PROBLEM REQUIREMENTS >> From the records, pick out and copy each line containing "item".

Extracted data entries >>
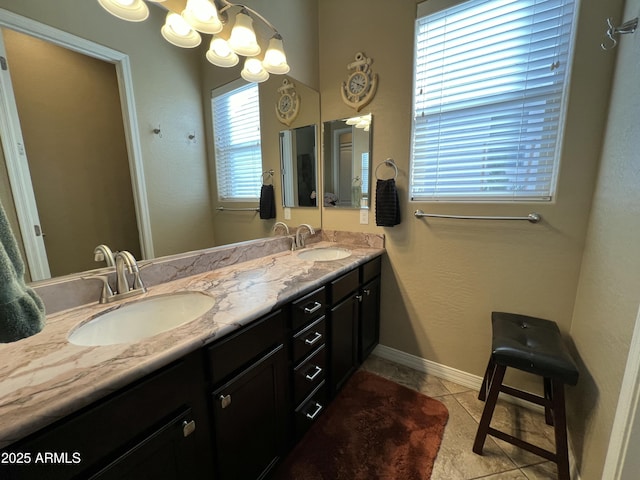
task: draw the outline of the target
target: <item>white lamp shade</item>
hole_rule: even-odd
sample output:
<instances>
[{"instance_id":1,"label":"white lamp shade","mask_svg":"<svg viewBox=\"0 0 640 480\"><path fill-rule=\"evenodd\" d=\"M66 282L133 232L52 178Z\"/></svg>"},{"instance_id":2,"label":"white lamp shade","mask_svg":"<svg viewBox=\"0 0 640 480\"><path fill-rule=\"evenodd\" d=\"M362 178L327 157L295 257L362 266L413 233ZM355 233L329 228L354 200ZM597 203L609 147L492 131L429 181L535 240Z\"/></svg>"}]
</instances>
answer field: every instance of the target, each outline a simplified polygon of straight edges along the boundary
<instances>
[{"instance_id":1,"label":"white lamp shade","mask_svg":"<svg viewBox=\"0 0 640 480\"><path fill-rule=\"evenodd\" d=\"M280 36L274 36L269 40L269 46L262 61L264 68L269 73L283 75L289 73L287 56L284 53L284 45Z\"/></svg>"},{"instance_id":2,"label":"white lamp shade","mask_svg":"<svg viewBox=\"0 0 640 480\"><path fill-rule=\"evenodd\" d=\"M238 64L238 55L231 50L226 40L220 37L213 37L209 50L205 54L207 60L218 67L233 67Z\"/></svg>"},{"instance_id":3,"label":"white lamp shade","mask_svg":"<svg viewBox=\"0 0 640 480\"><path fill-rule=\"evenodd\" d=\"M202 42L200 34L182 16L173 12L167 14L167 20L160 29L160 33L167 42L176 47L193 48Z\"/></svg>"},{"instance_id":4,"label":"white lamp shade","mask_svg":"<svg viewBox=\"0 0 640 480\"><path fill-rule=\"evenodd\" d=\"M98 3L121 20L142 22L149 16L149 7L142 0L98 0Z\"/></svg>"},{"instance_id":5,"label":"white lamp shade","mask_svg":"<svg viewBox=\"0 0 640 480\"><path fill-rule=\"evenodd\" d=\"M361 117L351 117L351 118L347 118L347 120L344 122L347 125L357 125L360 122Z\"/></svg>"},{"instance_id":6,"label":"white lamp shade","mask_svg":"<svg viewBox=\"0 0 640 480\"><path fill-rule=\"evenodd\" d=\"M264 82L269 78L267 72L262 66L262 62L257 58L247 58L244 61L244 68L240 72L240 76L247 82Z\"/></svg>"},{"instance_id":7,"label":"white lamp shade","mask_svg":"<svg viewBox=\"0 0 640 480\"><path fill-rule=\"evenodd\" d=\"M238 55L253 57L260 53L260 45L253 31L253 19L242 12L236 15L236 22L231 30L229 46Z\"/></svg>"},{"instance_id":8,"label":"white lamp shade","mask_svg":"<svg viewBox=\"0 0 640 480\"><path fill-rule=\"evenodd\" d=\"M218 10L211 0L188 0L187 8L182 11L182 18L202 33L222 31Z\"/></svg>"}]
</instances>

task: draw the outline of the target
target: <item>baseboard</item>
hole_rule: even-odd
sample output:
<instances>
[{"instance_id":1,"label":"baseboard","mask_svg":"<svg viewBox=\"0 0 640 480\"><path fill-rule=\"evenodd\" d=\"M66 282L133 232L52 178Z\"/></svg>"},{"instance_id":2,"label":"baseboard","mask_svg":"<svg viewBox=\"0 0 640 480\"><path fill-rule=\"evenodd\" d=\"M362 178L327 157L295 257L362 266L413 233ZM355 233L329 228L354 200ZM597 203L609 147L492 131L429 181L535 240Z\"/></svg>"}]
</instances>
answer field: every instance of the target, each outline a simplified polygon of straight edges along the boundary
<instances>
[{"instance_id":1,"label":"baseboard","mask_svg":"<svg viewBox=\"0 0 640 480\"><path fill-rule=\"evenodd\" d=\"M458 385L462 385L463 387L471 388L473 390L479 391L480 386L482 385L482 377L473 375L471 373L463 372L462 370L458 370L456 368L447 367L446 365L441 365L439 363L432 362L431 360L427 360L425 358L421 358L416 355L411 355L410 353L406 353L401 350L396 350L395 348L387 347L386 345L376 346L372 354L380 358L384 358L386 360L391 360L392 362L396 362L400 365L413 368L414 370L417 370L419 372L424 372L429 375L433 375L434 377L438 377L443 380L447 380L449 382L457 383ZM504 398L506 401L510 403L522 406L524 408L529 408L531 410L536 410L538 412L544 412L543 407L541 407L540 405L535 405L530 402L525 402L520 398L513 397L505 393L501 393L500 395L501 395L501 398ZM569 444L569 461L572 465L571 478L575 480L580 480L580 474L576 468L576 462L575 462L576 457L573 454L571 438L569 438L568 444Z\"/></svg>"}]
</instances>

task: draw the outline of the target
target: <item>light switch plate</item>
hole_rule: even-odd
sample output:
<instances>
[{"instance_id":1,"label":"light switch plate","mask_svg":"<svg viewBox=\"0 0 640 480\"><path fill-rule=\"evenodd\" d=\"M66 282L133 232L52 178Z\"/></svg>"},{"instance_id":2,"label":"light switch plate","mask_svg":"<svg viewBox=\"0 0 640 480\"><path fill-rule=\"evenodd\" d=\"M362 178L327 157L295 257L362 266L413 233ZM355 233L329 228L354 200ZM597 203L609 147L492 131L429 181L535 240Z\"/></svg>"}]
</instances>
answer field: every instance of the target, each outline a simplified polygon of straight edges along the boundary
<instances>
[{"instance_id":1,"label":"light switch plate","mask_svg":"<svg viewBox=\"0 0 640 480\"><path fill-rule=\"evenodd\" d=\"M369 210L366 208L360 209L360 225L368 225L369 224Z\"/></svg>"},{"instance_id":2,"label":"light switch plate","mask_svg":"<svg viewBox=\"0 0 640 480\"><path fill-rule=\"evenodd\" d=\"M288 207L284 208L284 219L291 220L291 209Z\"/></svg>"}]
</instances>

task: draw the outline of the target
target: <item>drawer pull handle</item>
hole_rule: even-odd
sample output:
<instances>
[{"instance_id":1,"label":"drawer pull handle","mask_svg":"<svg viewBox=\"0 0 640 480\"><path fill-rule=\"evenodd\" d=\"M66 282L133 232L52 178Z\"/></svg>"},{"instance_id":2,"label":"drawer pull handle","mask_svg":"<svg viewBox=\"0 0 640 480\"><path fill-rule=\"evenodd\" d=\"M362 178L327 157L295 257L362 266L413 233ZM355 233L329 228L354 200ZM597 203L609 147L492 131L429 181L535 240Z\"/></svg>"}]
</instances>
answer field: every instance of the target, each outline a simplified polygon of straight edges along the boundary
<instances>
[{"instance_id":1,"label":"drawer pull handle","mask_svg":"<svg viewBox=\"0 0 640 480\"><path fill-rule=\"evenodd\" d=\"M313 381L316 379L316 377L317 377L318 375L320 375L320 372L322 372L322 369L321 369L319 366L317 366L317 365L314 365L314 366L313 366L313 368L315 368L315 369L316 369L316 371L315 371L315 372L313 372L313 374L312 374L312 375L307 374L307 375L305 376L305 378L306 378L307 380L309 380L310 382L313 382Z\"/></svg>"},{"instance_id":2,"label":"drawer pull handle","mask_svg":"<svg viewBox=\"0 0 640 480\"><path fill-rule=\"evenodd\" d=\"M196 422L191 420L187 422L186 420L182 422L182 435L188 437L196 430Z\"/></svg>"},{"instance_id":3,"label":"drawer pull handle","mask_svg":"<svg viewBox=\"0 0 640 480\"><path fill-rule=\"evenodd\" d=\"M321 307L322 304L320 302L313 302L313 307L304 307L304 313L308 313L309 315L311 315L312 313L316 313L318 310L320 310Z\"/></svg>"},{"instance_id":4,"label":"drawer pull handle","mask_svg":"<svg viewBox=\"0 0 640 480\"><path fill-rule=\"evenodd\" d=\"M356 299L357 301L361 302L361 301L362 301L362 295L356 295L356 296L355 296L355 299Z\"/></svg>"},{"instance_id":5,"label":"drawer pull handle","mask_svg":"<svg viewBox=\"0 0 640 480\"><path fill-rule=\"evenodd\" d=\"M322 411L322 405L320 405L318 402L316 402L316 411L313 413L307 413L307 418L311 419L311 420L315 420L315 418L318 416L318 414Z\"/></svg>"},{"instance_id":6,"label":"drawer pull handle","mask_svg":"<svg viewBox=\"0 0 640 480\"><path fill-rule=\"evenodd\" d=\"M220 400L220 406L222 408L227 408L231 405L231 395L220 395L218 400Z\"/></svg>"},{"instance_id":7,"label":"drawer pull handle","mask_svg":"<svg viewBox=\"0 0 640 480\"><path fill-rule=\"evenodd\" d=\"M304 343L306 343L307 345L313 345L321 338L322 338L322 334L320 332L315 332L315 336L311 340L309 340L308 338L305 338Z\"/></svg>"},{"instance_id":8,"label":"drawer pull handle","mask_svg":"<svg viewBox=\"0 0 640 480\"><path fill-rule=\"evenodd\" d=\"M371 295L371 290L369 290L368 288L365 288L364 293L368 297L369 295Z\"/></svg>"}]
</instances>

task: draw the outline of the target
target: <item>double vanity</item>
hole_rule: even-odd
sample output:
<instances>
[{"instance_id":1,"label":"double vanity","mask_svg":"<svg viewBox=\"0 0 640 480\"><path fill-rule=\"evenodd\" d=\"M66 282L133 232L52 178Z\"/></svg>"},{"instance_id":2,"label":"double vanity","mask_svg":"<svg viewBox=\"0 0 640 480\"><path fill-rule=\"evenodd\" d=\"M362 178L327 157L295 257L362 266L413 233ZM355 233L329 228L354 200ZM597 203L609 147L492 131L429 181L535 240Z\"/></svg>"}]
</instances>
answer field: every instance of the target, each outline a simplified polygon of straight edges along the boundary
<instances>
[{"instance_id":1,"label":"double vanity","mask_svg":"<svg viewBox=\"0 0 640 480\"><path fill-rule=\"evenodd\" d=\"M0 478L267 477L378 342L383 238L316 237L147 262L106 305L108 271L39 289L59 311L0 345Z\"/></svg>"}]
</instances>

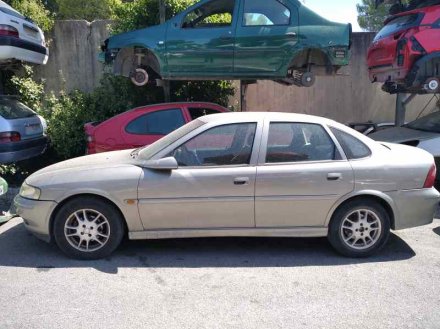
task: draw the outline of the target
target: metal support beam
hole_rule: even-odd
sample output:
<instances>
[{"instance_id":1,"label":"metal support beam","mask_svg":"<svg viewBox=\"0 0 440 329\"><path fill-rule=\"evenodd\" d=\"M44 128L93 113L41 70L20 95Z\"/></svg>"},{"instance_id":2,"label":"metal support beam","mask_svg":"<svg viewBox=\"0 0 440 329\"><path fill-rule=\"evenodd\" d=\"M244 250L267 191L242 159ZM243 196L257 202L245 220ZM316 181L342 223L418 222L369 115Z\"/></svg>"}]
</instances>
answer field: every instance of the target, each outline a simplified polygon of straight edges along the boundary
<instances>
[{"instance_id":1,"label":"metal support beam","mask_svg":"<svg viewBox=\"0 0 440 329\"><path fill-rule=\"evenodd\" d=\"M158 0L159 1L159 18L160 23L165 23L166 20L166 7L165 7L165 1L166 0ZM165 102L171 101L171 88L170 88L170 82L168 80L162 81L163 86L163 94L165 98Z\"/></svg>"},{"instance_id":2,"label":"metal support beam","mask_svg":"<svg viewBox=\"0 0 440 329\"><path fill-rule=\"evenodd\" d=\"M416 97L416 94L397 94L395 125L401 127L405 124L406 106Z\"/></svg>"},{"instance_id":3,"label":"metal support beam","mask_svg":"<svg viewBox=\"0 0 440 329\"><path fill-rule=\"evenodd\" d=\"M241 110L241 112L247 111L246 92L247 92L248 86L249 86L249 84L240 80L240 110Z\"/></svg>"}]
</instances>

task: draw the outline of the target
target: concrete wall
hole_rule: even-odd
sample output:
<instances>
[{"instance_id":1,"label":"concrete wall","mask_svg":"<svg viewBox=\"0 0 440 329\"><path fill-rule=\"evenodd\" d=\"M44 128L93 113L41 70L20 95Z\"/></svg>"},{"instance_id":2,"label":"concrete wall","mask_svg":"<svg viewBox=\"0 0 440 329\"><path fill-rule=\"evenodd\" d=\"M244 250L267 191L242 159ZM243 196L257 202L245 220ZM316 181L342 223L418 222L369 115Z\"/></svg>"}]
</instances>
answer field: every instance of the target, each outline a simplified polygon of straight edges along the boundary
<instances>
[{"instance_id":1,"label":"concrete wall","mask_svg":"<svg viewBox=\"0 0 440 329\"><path fill-rule=\"evenodd\" d=\"M109 35L109 24L110 21L56 22L49 36L49 62L36 68L37 77L46 80L47 91L92 91L99 85L103 65L97 56L102 41ZM344 69L346 74L319 77L312 88L282 86L271 81L250 85L248 110L307 113L341 122L392 121L396 96L385 94L379 84L371 84L368 79L366 53L373 38L373 33L355 33L351 64ZM408 107L407 118L417 116L430 99L431 96L418 96ZM236 102L237 99L231 100Z\"/></svg>"},{"instance_id":2,"label":"concrete wall","mask_svg":"<svg viewBox=\"0 0 440 329\"><path fill-rule=\"evenodd\" d=\"M368 79L366 54L374 33L355 33L352 59L345 75L318 77L311 88L259 81L247 91L249 111L283 111L325 116L340 122L393 121L396 96L384 93ZM432 96L417 96L408 106L407 119L416 117ZM435 104L433 101L431 105ZM433 106L429 106L429 112Z\"/></svg>"},{"instance_id":3,"label":"concrete wall","mask_svg":"<svg viewBox=\"0 0 440 329\"><path fill-rule=\"evenodd\" d=\"M35 68L46 80L46 90L79 89L90 92L99 84L103 65L98 62L102 42L108 38L110 21L57 21L49 39L49 61Z\"/></svg>"}]
</instances>

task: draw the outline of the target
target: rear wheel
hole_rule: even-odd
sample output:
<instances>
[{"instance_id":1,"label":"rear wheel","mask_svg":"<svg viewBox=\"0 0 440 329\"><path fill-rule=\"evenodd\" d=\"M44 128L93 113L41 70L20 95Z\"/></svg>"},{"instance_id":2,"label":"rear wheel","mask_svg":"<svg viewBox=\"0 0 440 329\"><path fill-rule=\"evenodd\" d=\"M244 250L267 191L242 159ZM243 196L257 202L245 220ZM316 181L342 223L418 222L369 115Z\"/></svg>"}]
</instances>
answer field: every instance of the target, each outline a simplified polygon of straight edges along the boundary
<instances>
[{"instance_id":1,"label":"rear wheel","mask_svg":"<svg viewBox=\"0 0 440 329\"><path fill-rule=\"evenodd\" d=\"M85 197L61 207L54 219L53 233L67 256L91 260L107 257L119 246L124 225L114 206Z\"/></svg>"},{"instance_id":2,"label":"rear wheel","mask_svg":"<svg viewBox=\"0 0 440 329\"><path fill-rule=\"evenodd\" d=\"M367 257L388 241L390 218L383 206L370 199L358 199L336 210L329 226L329 241L342 255Z\"/></svg>"}]
</instances>

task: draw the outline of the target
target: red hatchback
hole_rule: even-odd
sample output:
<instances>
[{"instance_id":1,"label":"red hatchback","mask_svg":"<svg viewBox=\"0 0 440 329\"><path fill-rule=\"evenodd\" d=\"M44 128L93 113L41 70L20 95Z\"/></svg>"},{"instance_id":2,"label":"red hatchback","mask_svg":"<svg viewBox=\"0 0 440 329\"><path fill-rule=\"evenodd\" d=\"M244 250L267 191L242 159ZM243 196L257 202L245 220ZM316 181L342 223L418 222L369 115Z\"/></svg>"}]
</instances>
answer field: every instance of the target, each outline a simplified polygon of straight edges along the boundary
<instances>
[{"instance_id":1,"label":"red hatchback","mask_svg":"<svg viewBox=\"0 0 440 329\"><path fill-rule=\"evenodd\" d=\"M125 150L154 143L198 117L228 112L212 103L169 103L138 107L104 122L84 125L87 154Z\"/></svg>"},{"instance_id":2,"label":"red hatchback","mask_svg":"<svg viewBox=\"0 0 440 329\"><path fill-rule=\"evenodd\" d=\"M385 21L368 50L372 82L389 93L440 90L440 5L401 12Z\"/></svg>"}]
</instances>

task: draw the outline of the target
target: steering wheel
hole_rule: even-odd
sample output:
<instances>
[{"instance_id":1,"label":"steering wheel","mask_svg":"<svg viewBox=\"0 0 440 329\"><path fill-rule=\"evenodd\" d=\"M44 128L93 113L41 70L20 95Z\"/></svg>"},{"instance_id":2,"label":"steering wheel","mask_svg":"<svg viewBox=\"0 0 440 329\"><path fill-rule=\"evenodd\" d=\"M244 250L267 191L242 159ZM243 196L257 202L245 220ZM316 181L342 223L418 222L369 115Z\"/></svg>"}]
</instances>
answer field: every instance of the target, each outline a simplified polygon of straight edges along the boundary
<instances>
[{"instance_id":1,"label":"steering wheel","mask_svg":"<svg viewBox=\"0 0 440 329\"><path fill-rule=\"evenodd\" d=\"M197 166L201 165L201 161L197 156L197 151L190 151L185 145L179 147L174 155L177 159L177 162L186 166Z\"/></svg>"}]
</instances>

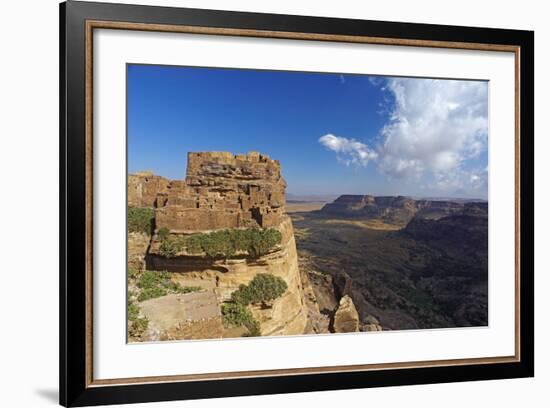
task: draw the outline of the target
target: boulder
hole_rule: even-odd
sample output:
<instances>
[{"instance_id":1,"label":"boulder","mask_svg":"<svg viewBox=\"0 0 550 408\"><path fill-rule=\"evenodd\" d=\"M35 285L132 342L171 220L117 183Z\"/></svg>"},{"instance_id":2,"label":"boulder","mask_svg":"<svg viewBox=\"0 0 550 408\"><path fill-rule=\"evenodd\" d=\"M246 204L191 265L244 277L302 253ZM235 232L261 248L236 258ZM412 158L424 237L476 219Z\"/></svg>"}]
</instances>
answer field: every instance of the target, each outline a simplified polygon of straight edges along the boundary
<instances>
[{"instance_id":1,"label":"boulder","mask_svg":"<svg viewBox=\"0 0 550 408\"><path fill-rule=\"evenodd\" d=\"M372 315L367 315L363 320L361 331L382 331L382 326L378 319Z\"/></svg>"}]
</instances>

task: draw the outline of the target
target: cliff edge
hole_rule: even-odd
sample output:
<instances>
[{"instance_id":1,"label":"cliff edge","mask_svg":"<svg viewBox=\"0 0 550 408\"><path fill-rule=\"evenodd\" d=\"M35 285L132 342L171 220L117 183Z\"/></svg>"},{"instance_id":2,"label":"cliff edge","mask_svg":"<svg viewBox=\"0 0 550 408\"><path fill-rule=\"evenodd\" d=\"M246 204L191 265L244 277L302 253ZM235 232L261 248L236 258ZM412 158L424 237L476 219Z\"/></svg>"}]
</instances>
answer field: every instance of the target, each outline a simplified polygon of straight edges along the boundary
<instances>
[{"instance_id":1,"label":"cliff edge","mask_svg":"<svg viewBox=\"0 0 550 408\"><path fill-rule=\"evenodd\" d=\"M308 309L279 162L257 152L192 152L185 180L164 183L153 177L129 179L129 190L147 191L131 202L154 207L146 269L168 272L176 287L194 289L141 304L150 339L250 335L246 319L258 325L254 335L306 332ZM238 318L248 332L227 324L224 311L235 310L234 293L260 274L284 281L284 292L245 305L241 314L246 318Z\"/></svg>"}]
</instances>

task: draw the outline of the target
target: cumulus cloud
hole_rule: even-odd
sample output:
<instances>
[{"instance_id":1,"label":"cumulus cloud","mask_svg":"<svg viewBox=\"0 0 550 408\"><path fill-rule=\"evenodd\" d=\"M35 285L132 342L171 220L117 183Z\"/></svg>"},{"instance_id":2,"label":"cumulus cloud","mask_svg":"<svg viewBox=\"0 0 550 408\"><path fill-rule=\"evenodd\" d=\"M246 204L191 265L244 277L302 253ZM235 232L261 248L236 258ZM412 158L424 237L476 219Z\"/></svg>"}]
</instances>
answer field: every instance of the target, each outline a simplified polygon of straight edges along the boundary
<instances>
[{"instance_id":1,"label":"cumulus cloud","mask_svg":"<svg viewBox=\"0 0 550 408\"><path fill-rule=\"evenodd\" d=\"M336 153L337 159L345 165L366 166L369 161L376 160L378 153L366 144L355 139L326 134L319 138L319 143Z\"/></svg>"},{"instance_id":2,"label":"cumulus cloud","mask_svg":"<svg viewBox=\"0 0 550 408\"><path fill-rule=\"evenodd\" d=\"M487 151L487 83L417 78L369 78L382 89L388 117L375 148L327 134L319 142L346 165L377 169L389 179L416 179L441 192L486 192L487 169L472 163ZM471 161L470 161L471 160ZM469 162L470 161L470 162Z\"/></svg>"},{"instance_id":3,"label":"cumulus cloud","mask_svg":"<svg viewBox=\"0 0 550 408\"><path fill-rule=\"evenodd\" d=\"M384 89L394 100L379 149L388 176L448 179L486 150L485 82L392 78Z\"/></svg>"},{"instance_id":4,"label":"cumulus cloud","mask_svg":"<svg viewBox=\"0 0 550 408\"><path fill-rule=\"evenodd\" d=\"M437 173L428 189L447 194L487 195L487 168L457 169L447 173Z\"/></svg>"}]
</instances>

RESULT OF THIS TASK >>
target: <item>white lamp shade</item>
target: <item>baseboard</item>
target: <item>light switch plate</item>
target: <item>drawer pull handle</item>
target: <item>double vanity</item>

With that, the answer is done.